Quoted passage:
● ● ●

If you are a grandparent, there's a significant chance that you are also, or eventually will be, a stepgrandparent. Stepfamilies, sometimes known as blended families, are ubiquitous in modern life. Researchers estimate that about 43% of all marriages involve at least one adult who has been married previously, also estimating that around two-thirds of those remarriages involve children from the prior marriage, forming stepfamilies or blended families. An important but often overlooked ingredient in these modern blended families is the stepgrandparent.
Step relationships in general are more complex and difficult to maneuver through than primary marital and parenting relationships; however, millions of people will testify to the important roles that various steps have played in their lives. Stepgrandparents are often included in this testimony. A 1989 study reports that most stepgrandchildren consider the stepgrandparent relationship important, are eager for more contact with stepgrandparents and maintain the relationship past high school.

● ● ●

Exercise instructions:
1. Answer the following questions about the passage on stepgrandparents:
(a) What share of all marriages do researchers estimate involve at least one adult who has been married previously?
(b) In what year was the study on stepgrandchildren reported?
(c) Besides stepfamilies, what other name does the passage give for these families?
2. Summarize the passage on stepgrandparents in two sentences.
3. Reproduce the passage on stepgrandparents from "If you are a" up to and including "is the stepgrandparent.", switching each instance of "blended families" to "combined families".

● ● ●

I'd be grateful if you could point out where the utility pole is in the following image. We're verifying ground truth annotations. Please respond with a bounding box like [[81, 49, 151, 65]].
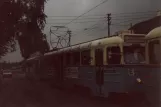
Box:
[[67, 30, 72, 46], [107, 13, 111, 36]]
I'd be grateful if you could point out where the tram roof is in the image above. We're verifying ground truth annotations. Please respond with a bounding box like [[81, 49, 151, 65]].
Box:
[[146, 26, 161, 39], [91, 36, 124, 47]]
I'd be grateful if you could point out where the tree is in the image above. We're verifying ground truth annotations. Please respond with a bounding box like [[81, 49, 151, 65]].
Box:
[[0, 0, 49, 58]]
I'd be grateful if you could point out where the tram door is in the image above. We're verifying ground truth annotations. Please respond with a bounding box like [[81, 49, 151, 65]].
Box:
[[56, 55, 63, 87], [95, 49, 104, 95]]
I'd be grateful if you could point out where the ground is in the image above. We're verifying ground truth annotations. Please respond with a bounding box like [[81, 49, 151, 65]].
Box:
[[0, 75, 118, 107]]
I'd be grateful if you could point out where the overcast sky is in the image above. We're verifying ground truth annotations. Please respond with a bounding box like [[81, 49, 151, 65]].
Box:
[[0, 0, 161, 62]]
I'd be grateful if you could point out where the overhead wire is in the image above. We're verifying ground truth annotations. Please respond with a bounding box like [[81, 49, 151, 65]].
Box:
[[64, 0, 109, 26]]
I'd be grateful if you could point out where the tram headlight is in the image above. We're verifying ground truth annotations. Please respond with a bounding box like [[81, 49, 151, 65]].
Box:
[[136, 78, 142, 83]]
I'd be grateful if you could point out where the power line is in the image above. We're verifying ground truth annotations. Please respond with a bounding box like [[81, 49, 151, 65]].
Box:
[[48, 10, 158, 18], [112, 10, 157, 15], [47, 20, 105, 24], [65, 0, 108, 26]]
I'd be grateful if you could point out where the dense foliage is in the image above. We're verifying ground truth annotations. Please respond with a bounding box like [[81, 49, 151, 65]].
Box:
[[0, 0, 49, 58]]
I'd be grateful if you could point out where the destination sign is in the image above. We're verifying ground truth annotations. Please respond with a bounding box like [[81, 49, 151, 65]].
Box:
[[124, 35, 145, 43]]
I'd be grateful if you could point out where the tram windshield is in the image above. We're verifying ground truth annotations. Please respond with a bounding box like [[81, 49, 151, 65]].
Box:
[[124, 46, 145, 64]]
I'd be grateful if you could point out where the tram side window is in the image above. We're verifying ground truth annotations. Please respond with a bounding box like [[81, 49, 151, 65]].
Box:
[[107, 47, 121, 64], [81, 50, 90, 65], [72, 52, 80, 66], [65, 53, 71, 66], [148, 40, 161, 64], [95, 49, 103, 65]]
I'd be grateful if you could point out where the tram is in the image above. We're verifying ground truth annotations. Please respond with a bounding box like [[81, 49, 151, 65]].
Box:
[[25, 27, 161, 107], [144, 27, 161, 107], [41, 30, 147, 97]]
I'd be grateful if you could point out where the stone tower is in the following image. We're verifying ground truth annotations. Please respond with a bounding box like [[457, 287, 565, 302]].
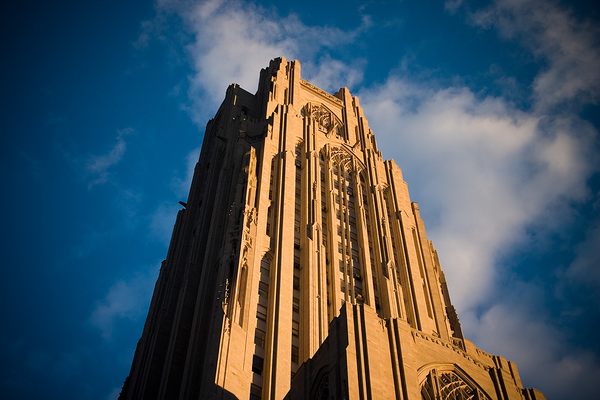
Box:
[[120, 58, 543, 400]]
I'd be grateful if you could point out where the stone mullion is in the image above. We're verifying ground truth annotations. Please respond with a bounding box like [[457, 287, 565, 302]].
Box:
[[299, 118, 321, 364], [412, 203, 450, 340], [262, 106, 296, 399], [336, 160, 350, 302], [325, 148, 341, 318], [311, 151, 329, 344], [382, 184, 406, 318], [377, 188, 400, 318], [354, 173, 375, 308], [367, 150, 394, 318]]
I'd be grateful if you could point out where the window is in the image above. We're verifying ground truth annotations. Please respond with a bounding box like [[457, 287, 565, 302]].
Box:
[[252, 356, 264, 375]]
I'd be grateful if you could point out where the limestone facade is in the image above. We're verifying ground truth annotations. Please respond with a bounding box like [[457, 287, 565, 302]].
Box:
[[120, 58, 543, 400]]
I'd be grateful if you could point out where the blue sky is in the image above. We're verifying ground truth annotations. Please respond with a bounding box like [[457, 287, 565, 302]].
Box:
[[0, 0, 600, 399]]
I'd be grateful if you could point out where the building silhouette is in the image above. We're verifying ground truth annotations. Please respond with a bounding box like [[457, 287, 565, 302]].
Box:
[[120, 58, 543, 400]]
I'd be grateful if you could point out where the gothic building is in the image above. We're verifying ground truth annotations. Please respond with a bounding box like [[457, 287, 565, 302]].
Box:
[[120, 58, 543, 400]]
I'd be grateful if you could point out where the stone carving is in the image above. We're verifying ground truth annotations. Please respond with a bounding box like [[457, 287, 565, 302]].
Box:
[[302, 103, 344, 139]]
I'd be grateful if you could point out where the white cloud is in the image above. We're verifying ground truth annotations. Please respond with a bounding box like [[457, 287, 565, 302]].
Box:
[[150, 203, 181, 243], [463, 298, 600, 399], [472, 0, 600, 109], [90, 267, 158, 340], [142, 0, 600, 396], [566, 216, 600, 293], [85, 128, 133, 188], [359, 0, 600, 398], [158, 1, 371, 122], [360, 77, 593, 310]]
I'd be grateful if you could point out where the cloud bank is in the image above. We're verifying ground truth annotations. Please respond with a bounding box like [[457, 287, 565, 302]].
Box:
[[90, 266, 158, 340], [132, 0, 600, 398]]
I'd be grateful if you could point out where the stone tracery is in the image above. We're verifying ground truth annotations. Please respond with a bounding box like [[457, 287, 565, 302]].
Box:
[[302, 103, 344, 139]]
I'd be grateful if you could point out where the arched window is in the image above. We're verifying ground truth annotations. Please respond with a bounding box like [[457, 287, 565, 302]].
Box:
[[421, 368, 490, 400]]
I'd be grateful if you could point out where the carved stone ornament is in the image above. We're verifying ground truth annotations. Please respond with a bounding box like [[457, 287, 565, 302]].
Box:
[[302, 103, 344, 138]]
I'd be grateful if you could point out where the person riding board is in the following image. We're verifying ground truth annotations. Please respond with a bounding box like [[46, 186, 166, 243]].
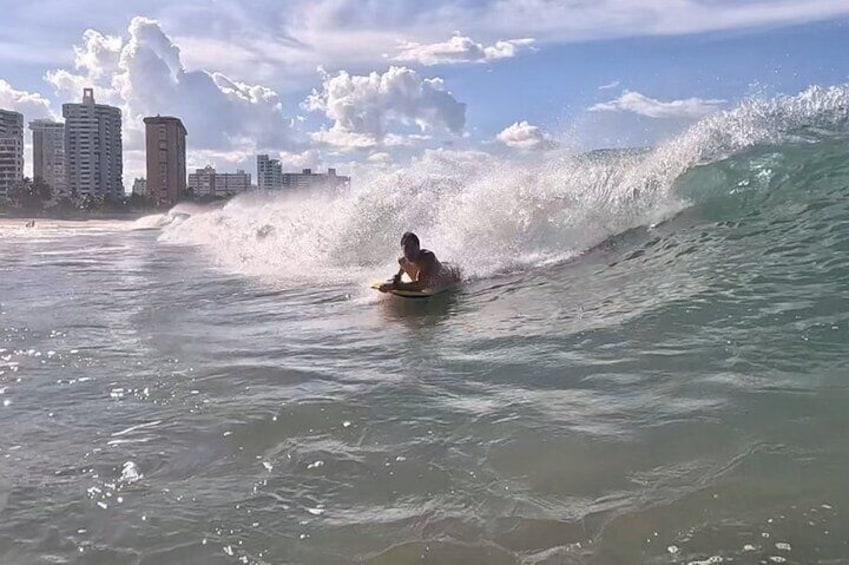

● ● ●

Answers per task:
1.
(a) About 43%.
(b) 1989.
(c) Blended families.

2. Stepfamilies, also called blended families, are common because many marriages involve a previously married adult and often children from the earlier marriage, yet the stepgrandparent is an often overlooked part of these families. Although step relationships are more complex than primary ones, a 1989 study reports that most stepgrandchildren value the stepgrandparent relationship, want more contact, and maintain it past high school.

3.
If you are a grandparent, there's a significant chance that you are also, or eventually will be, a stepgrandparent. Stepfamilies, sometimes known as combined families, are ubiquitous in modern life. Researchers estimate that about 43% of all marriages involve at least one adult who has been married previously, also estimating that around two-thirds of those remarriages involve children from the prior marriage, forming stepfamilies or combined families. An important but often overlooked ingredient in these modern combined families is the stepgrandparent.